# START OF RECORDS TO USE

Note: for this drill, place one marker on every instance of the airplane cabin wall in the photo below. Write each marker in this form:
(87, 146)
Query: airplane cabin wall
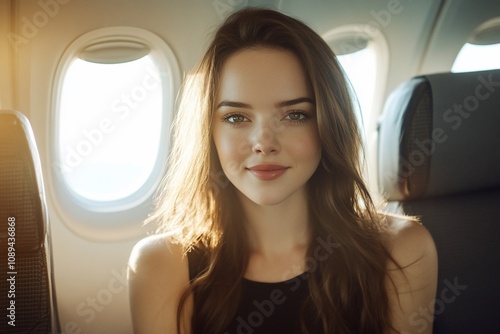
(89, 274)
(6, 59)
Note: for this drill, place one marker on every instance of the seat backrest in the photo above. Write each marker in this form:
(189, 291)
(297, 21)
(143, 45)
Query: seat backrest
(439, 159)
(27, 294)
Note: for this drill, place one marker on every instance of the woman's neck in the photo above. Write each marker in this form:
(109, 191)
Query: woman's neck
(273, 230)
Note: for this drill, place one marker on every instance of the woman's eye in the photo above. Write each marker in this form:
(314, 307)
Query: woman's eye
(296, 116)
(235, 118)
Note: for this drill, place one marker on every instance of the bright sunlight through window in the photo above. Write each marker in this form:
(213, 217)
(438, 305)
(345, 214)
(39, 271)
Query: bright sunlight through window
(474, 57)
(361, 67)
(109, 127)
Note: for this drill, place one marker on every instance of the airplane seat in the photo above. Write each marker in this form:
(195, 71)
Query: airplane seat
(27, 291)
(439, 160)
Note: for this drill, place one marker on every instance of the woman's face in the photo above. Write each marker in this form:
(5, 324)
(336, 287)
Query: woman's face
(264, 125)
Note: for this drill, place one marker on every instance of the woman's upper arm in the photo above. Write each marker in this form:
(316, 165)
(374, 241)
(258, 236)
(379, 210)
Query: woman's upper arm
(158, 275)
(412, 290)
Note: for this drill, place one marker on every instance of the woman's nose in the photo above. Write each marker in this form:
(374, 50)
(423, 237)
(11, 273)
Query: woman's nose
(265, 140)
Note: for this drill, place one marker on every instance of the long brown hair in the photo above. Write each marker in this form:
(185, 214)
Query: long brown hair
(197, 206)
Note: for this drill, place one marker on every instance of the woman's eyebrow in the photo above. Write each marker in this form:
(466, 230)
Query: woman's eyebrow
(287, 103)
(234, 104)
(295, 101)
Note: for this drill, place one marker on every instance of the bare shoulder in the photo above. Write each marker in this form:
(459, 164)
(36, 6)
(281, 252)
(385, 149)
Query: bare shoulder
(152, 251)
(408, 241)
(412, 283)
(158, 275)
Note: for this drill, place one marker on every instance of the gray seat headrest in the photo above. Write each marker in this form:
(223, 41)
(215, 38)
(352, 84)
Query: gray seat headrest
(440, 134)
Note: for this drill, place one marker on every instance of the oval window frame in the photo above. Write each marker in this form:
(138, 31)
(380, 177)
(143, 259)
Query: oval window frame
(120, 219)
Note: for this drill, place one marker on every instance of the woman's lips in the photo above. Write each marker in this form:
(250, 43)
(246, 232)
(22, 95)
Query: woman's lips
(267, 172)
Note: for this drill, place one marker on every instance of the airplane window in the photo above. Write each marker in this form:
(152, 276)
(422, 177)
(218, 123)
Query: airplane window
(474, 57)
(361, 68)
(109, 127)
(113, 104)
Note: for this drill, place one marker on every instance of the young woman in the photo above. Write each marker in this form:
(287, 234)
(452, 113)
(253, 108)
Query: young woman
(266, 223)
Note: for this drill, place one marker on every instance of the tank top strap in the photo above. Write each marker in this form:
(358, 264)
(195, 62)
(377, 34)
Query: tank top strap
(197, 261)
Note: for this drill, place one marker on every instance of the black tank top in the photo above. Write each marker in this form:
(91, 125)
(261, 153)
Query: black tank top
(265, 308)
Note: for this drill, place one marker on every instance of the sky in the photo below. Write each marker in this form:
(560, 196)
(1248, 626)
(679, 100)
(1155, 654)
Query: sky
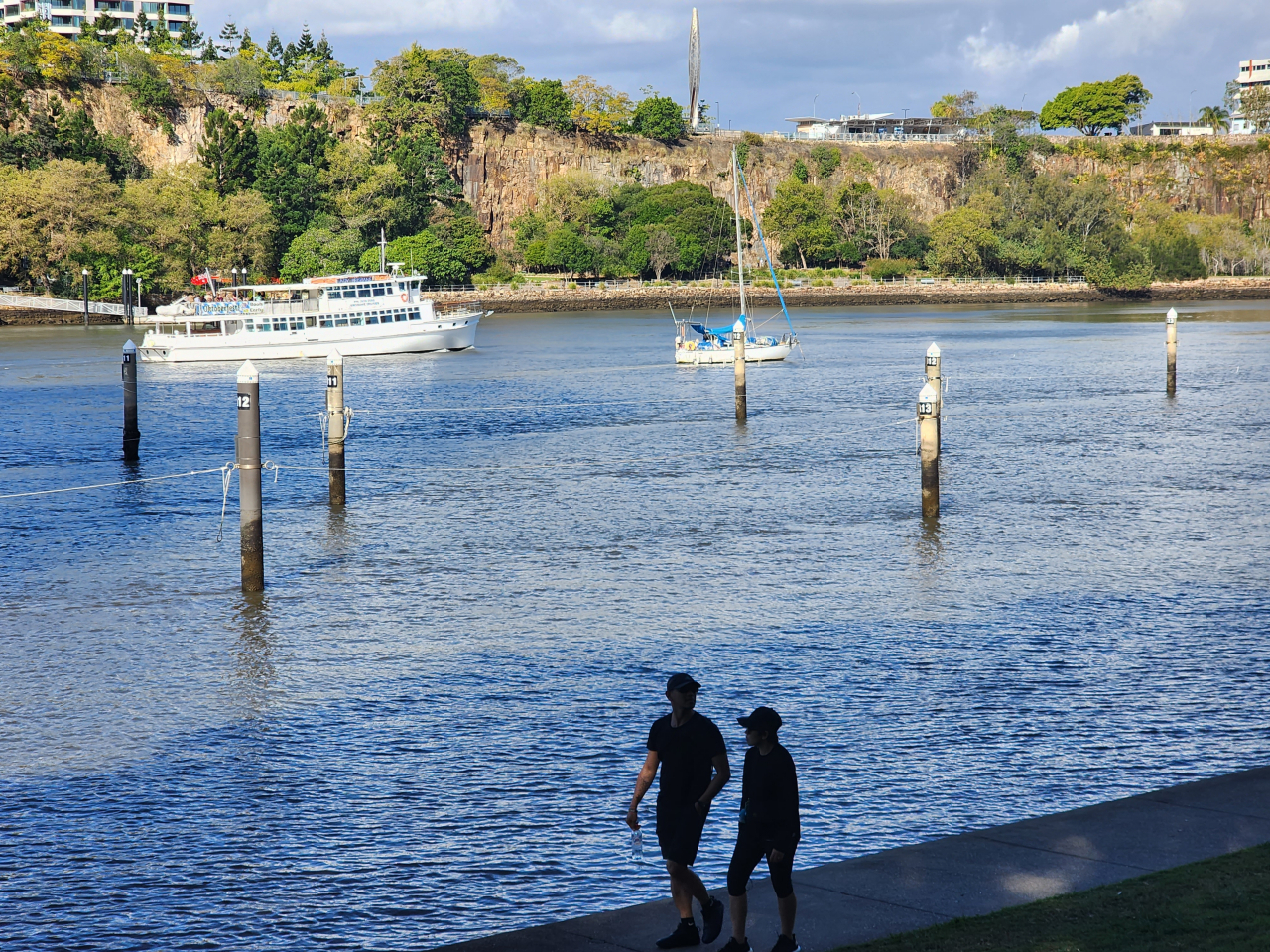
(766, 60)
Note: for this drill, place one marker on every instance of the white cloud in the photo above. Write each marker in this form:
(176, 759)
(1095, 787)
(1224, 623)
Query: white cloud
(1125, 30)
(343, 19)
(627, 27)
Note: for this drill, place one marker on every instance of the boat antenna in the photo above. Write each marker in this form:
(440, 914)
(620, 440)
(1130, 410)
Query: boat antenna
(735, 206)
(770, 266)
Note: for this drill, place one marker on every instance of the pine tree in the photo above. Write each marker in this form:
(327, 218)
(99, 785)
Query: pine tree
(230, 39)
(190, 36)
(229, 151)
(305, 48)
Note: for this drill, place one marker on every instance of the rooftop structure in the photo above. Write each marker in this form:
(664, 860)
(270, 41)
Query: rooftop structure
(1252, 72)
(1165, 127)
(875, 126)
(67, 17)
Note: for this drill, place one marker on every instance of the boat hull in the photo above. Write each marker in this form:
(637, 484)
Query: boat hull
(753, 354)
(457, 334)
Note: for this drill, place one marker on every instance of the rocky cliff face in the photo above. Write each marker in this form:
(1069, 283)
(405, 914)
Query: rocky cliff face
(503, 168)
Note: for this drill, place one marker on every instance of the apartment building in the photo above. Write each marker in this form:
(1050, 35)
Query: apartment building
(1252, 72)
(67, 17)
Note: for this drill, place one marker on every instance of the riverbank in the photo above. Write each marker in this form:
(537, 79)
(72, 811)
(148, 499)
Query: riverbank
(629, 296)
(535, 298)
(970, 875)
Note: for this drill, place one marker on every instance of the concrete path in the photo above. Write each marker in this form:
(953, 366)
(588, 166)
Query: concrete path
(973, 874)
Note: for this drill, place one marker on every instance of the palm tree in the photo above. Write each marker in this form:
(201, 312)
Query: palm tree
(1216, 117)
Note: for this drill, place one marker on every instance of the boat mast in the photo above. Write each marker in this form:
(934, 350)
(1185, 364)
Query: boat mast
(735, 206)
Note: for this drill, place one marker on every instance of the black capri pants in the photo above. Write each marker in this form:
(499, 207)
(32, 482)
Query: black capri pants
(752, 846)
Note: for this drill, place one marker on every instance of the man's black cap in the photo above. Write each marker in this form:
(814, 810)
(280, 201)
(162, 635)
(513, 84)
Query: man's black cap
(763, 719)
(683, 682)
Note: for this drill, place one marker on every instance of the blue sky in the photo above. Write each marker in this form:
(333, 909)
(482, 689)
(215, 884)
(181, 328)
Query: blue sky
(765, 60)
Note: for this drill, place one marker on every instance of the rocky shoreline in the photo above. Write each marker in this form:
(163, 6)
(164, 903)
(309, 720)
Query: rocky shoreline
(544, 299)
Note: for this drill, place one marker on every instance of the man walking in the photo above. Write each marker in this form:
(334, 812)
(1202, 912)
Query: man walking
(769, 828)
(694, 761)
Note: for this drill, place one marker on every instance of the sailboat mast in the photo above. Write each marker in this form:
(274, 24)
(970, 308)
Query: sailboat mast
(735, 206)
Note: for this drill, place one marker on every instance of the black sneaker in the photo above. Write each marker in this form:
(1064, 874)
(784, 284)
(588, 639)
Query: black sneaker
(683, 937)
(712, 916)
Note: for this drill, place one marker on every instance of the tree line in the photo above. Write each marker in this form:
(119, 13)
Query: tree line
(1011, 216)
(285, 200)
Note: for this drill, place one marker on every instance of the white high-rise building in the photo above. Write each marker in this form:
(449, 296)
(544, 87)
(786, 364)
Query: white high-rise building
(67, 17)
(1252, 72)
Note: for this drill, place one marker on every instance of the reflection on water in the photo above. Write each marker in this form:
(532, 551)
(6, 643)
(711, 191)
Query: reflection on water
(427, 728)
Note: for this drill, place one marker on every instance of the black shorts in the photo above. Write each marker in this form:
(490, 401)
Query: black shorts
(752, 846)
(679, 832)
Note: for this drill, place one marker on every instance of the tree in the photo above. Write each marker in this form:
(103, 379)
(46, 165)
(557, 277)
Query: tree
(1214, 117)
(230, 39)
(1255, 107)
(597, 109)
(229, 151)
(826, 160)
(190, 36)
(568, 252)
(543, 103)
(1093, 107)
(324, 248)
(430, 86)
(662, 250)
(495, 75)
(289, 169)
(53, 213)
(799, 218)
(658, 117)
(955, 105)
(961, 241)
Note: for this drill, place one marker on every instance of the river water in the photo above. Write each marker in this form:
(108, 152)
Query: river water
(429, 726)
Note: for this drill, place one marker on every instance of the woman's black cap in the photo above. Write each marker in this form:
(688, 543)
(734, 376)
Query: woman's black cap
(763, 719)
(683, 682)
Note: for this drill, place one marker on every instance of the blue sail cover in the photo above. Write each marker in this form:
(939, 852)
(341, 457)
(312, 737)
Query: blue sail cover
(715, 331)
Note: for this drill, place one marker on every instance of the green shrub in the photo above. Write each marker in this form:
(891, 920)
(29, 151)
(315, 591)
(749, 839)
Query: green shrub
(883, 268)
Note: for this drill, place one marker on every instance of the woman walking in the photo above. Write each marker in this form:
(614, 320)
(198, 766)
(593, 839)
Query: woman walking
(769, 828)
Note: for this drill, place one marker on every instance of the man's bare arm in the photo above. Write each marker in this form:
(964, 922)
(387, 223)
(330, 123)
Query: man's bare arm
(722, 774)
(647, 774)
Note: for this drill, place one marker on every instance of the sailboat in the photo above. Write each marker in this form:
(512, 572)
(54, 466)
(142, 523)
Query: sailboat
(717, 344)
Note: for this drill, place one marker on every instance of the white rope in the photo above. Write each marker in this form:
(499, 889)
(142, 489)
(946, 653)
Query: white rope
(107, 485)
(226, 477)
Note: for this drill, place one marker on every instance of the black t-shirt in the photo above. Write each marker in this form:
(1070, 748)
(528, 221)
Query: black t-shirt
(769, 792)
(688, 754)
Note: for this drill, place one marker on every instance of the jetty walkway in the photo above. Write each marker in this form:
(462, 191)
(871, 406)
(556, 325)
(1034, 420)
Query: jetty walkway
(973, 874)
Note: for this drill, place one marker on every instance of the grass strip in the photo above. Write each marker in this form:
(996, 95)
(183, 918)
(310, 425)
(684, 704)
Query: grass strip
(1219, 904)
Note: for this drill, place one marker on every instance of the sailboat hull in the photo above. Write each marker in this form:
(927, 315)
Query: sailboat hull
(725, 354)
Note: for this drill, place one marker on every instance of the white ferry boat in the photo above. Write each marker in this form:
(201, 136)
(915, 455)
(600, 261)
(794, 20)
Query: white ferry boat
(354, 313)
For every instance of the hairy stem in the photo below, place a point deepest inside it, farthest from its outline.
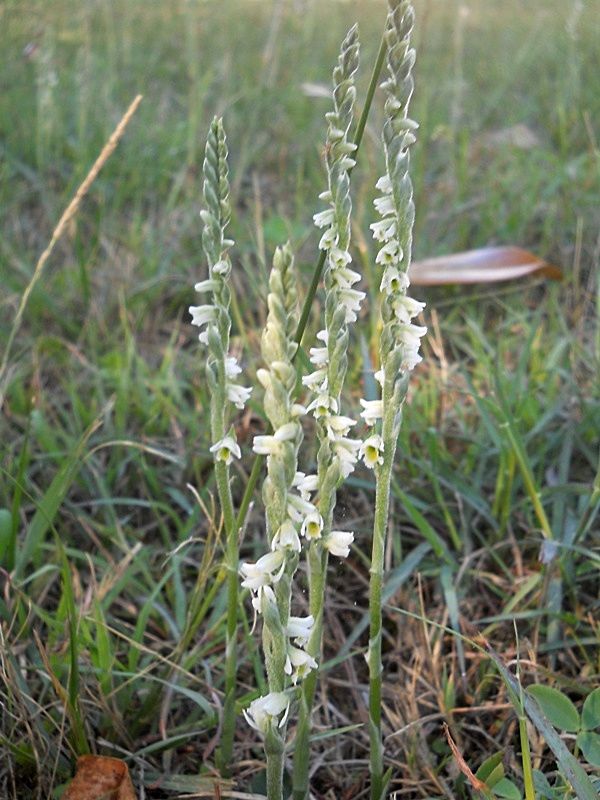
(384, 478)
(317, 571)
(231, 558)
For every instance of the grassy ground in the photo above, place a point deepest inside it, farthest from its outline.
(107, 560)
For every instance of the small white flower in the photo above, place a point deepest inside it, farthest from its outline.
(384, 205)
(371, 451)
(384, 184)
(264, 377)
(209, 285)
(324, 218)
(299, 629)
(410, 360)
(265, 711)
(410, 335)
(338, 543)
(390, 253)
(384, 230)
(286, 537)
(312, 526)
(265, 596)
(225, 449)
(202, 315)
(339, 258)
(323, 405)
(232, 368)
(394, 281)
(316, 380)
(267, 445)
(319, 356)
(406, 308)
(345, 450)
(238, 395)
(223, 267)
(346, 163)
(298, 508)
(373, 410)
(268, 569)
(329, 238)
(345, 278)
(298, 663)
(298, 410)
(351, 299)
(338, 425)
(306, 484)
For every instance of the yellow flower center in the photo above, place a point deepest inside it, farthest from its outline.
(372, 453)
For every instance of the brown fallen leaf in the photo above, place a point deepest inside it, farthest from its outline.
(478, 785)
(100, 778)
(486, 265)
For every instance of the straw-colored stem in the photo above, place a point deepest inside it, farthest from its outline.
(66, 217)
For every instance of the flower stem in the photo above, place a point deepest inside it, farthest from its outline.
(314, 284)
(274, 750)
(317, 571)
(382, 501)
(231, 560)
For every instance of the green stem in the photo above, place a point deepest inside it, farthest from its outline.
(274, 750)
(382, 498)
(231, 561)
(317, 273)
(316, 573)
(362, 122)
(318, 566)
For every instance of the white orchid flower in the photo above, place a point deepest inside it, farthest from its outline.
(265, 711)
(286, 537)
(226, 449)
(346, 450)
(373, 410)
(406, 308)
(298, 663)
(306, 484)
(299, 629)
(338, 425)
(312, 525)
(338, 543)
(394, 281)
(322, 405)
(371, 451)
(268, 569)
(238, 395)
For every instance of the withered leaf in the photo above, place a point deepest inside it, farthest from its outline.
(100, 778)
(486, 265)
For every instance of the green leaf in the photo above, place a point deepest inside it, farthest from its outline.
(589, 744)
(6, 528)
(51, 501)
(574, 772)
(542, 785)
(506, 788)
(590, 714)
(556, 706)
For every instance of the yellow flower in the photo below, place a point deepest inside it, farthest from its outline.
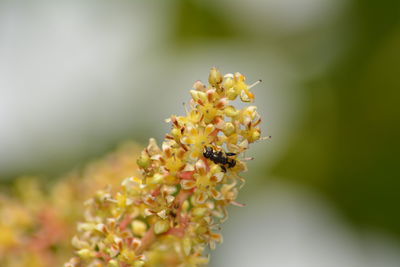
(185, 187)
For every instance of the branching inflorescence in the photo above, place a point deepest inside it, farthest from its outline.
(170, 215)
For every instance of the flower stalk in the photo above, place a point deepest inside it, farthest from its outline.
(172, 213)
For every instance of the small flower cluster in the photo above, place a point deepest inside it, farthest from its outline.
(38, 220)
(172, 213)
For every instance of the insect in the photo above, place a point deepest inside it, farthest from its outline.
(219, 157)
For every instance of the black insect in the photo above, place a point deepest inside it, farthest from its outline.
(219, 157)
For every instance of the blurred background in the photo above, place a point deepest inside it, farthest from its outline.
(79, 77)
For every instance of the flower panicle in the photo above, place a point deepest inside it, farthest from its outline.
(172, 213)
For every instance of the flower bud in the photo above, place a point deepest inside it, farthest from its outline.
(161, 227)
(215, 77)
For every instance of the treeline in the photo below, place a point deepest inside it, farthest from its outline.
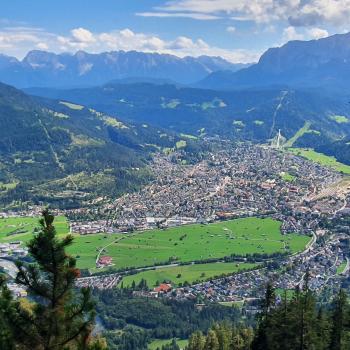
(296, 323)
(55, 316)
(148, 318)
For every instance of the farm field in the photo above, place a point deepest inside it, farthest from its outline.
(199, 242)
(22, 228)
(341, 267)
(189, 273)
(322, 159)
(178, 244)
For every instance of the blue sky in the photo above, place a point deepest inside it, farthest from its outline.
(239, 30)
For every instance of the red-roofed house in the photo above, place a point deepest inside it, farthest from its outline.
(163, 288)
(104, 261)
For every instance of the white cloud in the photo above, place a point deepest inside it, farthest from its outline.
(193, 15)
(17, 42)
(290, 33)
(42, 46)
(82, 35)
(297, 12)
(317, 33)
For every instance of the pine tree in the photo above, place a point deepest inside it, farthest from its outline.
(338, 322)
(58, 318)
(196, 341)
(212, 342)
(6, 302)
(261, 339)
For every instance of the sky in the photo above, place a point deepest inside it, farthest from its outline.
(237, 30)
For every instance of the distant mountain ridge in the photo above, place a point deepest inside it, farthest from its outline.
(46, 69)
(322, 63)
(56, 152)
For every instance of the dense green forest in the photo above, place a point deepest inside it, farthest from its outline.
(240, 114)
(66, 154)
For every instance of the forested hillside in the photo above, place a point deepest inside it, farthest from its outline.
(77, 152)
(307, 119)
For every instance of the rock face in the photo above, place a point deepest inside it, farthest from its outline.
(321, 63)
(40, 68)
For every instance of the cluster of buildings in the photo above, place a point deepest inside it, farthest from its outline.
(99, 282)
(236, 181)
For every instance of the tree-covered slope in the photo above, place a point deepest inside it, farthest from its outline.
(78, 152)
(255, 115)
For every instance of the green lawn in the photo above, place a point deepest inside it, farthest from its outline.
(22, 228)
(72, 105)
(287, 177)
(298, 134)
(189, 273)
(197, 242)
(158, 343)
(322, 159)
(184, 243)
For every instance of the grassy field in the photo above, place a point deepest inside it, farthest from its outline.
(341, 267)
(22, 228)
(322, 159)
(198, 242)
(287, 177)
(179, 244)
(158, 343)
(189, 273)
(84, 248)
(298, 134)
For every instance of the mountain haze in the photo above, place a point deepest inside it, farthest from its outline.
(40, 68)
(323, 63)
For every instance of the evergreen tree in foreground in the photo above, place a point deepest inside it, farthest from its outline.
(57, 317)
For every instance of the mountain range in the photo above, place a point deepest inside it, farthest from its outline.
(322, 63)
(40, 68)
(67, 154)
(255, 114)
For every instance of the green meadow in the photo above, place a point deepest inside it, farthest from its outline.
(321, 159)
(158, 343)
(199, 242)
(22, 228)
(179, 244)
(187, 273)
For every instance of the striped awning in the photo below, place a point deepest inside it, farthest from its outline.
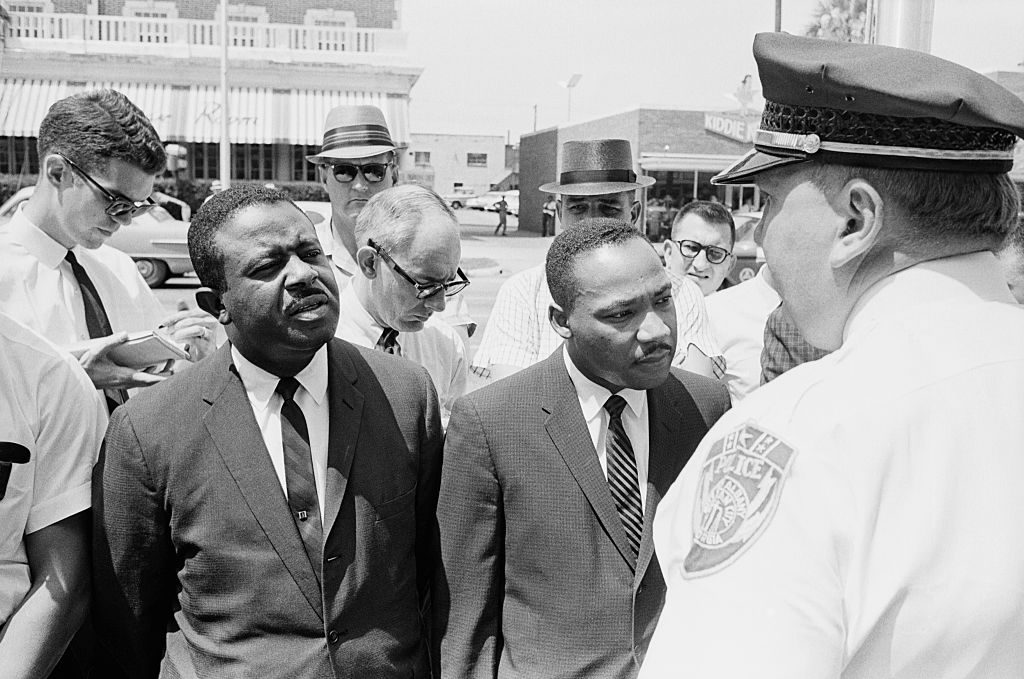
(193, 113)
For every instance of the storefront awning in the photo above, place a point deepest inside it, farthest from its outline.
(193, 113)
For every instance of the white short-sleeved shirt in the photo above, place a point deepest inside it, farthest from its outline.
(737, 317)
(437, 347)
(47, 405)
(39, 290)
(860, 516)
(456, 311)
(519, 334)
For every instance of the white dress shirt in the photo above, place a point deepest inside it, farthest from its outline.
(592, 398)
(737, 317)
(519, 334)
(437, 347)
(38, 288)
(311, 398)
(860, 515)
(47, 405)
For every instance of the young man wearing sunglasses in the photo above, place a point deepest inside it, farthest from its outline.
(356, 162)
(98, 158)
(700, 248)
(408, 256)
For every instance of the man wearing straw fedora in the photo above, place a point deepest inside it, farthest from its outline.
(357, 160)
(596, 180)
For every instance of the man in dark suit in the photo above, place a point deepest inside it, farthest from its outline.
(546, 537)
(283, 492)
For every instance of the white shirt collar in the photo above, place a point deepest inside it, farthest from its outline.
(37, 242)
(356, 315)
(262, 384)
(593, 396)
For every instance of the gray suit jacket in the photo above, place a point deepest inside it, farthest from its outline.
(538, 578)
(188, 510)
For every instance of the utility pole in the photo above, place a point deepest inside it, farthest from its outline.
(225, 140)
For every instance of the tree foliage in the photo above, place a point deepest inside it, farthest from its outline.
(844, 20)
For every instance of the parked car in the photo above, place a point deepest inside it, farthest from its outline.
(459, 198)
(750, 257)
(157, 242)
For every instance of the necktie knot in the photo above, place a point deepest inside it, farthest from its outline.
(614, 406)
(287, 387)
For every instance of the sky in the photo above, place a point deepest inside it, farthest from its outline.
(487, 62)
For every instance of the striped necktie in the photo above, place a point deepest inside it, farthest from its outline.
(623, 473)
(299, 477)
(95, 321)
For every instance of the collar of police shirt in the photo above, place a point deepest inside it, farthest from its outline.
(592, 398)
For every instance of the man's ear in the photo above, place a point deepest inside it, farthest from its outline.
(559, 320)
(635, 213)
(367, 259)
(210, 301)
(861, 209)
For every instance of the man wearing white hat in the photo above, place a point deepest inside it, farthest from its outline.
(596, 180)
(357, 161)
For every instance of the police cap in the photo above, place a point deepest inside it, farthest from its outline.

# END OF RECORDS TO USE

WHAT IS NEEDED
From the line containing "For every instance of the utility" through the final line of the listing above, retype every line exactly; leave out everything else.

SOLVED EXERCISE
For every instance of the utility pole in the photo above, place a point deepest inside it, farthest from its outline.
(225, 140)
For every instance of the tree foliage in the photo above, place a point deepest inside it, farthest from its outline.
(844, 20)
For every instance of the parked car in the photo above, place a point deepest inside it, farthest from its outline.
(459, 198)
(750, 257)
(157, 242)
For every instance of the necktie knot in the photo above, place a point deepest inside it, farthest from its outline.
(614, 406)
(287, 387)
For every instance of the sky in the photo above, place a point deepest inside it, farthest from its outline.
(487, 62)
For every instance of the striped necktie in the photo above, place a point deepest inside it, farthest from its outline.
(623, 473)
(299, 477)
(95, 321)
For every instance of the collar of police shirt in the photo above, place a point deepest inside it, farthest from its outline.
(592, 398)
For every instance of the man's ear in the photo above, place a point deepest inside it, farthest from its outline.
(559, 320)
(635, 213)
(367, 259)
(210, 301)
(861, 209)
For every instance of the man wearing white hat in the photo above, place a point deepest inside it, farthest from its outline.
(596, 180)
(357, 161)
For every instance of the police cap in the photo above, place a point deepest inside it, farthest from its outline.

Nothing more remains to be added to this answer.